(Entries from a collection)

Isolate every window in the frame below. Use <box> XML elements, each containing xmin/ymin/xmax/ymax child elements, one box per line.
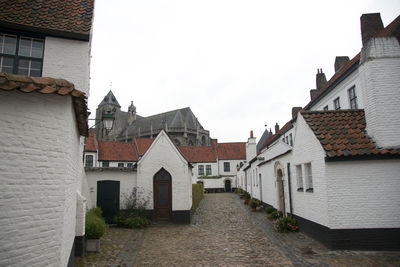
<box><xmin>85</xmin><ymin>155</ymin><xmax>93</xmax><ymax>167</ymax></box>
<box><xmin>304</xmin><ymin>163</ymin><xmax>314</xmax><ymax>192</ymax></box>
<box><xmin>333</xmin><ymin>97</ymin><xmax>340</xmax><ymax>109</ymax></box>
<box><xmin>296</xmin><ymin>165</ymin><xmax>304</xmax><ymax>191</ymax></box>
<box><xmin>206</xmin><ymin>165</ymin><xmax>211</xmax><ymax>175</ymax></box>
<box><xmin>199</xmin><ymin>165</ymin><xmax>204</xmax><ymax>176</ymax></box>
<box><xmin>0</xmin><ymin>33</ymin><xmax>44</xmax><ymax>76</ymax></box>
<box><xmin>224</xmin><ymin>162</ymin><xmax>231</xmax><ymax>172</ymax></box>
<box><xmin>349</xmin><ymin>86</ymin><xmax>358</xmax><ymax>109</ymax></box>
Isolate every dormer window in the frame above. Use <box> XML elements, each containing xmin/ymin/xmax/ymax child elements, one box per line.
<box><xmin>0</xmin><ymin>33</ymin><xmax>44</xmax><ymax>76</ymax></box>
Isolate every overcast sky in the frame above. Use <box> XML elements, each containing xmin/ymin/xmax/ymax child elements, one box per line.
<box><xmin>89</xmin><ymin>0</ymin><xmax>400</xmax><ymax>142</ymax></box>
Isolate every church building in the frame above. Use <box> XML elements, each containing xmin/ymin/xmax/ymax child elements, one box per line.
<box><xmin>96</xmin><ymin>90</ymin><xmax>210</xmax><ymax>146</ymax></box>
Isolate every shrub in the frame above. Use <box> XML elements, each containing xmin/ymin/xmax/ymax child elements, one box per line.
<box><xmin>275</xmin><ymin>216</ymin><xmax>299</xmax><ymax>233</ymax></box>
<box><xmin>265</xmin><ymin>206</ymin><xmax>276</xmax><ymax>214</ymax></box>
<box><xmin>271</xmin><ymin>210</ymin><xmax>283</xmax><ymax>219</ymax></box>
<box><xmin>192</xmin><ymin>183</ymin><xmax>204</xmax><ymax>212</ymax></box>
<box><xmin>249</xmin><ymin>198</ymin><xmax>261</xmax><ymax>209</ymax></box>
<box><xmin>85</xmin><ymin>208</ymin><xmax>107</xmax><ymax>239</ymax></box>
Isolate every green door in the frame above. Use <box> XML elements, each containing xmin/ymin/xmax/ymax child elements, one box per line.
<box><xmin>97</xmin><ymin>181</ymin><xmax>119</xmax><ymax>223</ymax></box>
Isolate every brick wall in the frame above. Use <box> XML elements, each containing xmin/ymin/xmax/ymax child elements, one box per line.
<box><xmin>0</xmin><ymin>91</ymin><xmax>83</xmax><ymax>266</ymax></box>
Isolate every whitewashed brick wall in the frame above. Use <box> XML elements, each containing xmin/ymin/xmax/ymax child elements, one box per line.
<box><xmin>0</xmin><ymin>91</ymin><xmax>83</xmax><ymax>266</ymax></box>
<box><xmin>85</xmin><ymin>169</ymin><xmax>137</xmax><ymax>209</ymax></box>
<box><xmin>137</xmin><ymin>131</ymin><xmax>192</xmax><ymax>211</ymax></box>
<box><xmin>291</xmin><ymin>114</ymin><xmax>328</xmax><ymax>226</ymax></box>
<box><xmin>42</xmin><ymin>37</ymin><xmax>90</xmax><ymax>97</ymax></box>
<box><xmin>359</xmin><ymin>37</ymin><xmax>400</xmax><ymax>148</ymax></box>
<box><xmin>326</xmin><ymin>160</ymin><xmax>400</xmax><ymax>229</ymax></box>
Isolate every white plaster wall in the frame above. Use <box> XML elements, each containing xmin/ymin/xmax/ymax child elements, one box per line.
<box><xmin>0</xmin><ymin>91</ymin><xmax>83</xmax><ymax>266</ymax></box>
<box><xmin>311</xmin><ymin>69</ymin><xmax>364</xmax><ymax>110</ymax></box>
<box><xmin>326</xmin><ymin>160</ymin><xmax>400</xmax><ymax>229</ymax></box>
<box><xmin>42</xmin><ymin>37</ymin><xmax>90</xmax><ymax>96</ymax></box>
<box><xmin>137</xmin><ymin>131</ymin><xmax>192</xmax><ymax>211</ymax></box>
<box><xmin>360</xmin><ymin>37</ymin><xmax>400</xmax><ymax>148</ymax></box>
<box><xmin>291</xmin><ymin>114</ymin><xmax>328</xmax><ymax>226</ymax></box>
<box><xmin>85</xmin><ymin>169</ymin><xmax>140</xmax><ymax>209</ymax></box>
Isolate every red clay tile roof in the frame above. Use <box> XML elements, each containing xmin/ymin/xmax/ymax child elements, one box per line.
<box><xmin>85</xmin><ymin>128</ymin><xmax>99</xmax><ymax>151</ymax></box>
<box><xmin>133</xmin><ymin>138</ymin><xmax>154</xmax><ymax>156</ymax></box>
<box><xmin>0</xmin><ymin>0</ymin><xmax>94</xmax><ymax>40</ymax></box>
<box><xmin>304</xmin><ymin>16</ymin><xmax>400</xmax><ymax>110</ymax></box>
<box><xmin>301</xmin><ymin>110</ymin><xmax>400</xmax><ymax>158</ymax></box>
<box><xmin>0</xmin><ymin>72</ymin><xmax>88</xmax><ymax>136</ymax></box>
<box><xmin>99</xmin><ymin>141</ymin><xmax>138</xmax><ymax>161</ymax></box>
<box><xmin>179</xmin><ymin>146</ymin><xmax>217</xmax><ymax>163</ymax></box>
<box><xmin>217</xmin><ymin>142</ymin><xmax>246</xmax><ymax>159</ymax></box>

Set exercise –
Report each line of the entries above that contains the string "brick", matching case exactly.

Exercise solution –
Isolate every brick wall in the frame above. Use <box> XML elements, each containing xmin/ymin/xmax/ymax child elements, one box per line.
Isolate every whitewashed brick wall in the frame above. Use <box> XML elements, each containing xmin/ymin/xmax/ymax child elements, one box per line.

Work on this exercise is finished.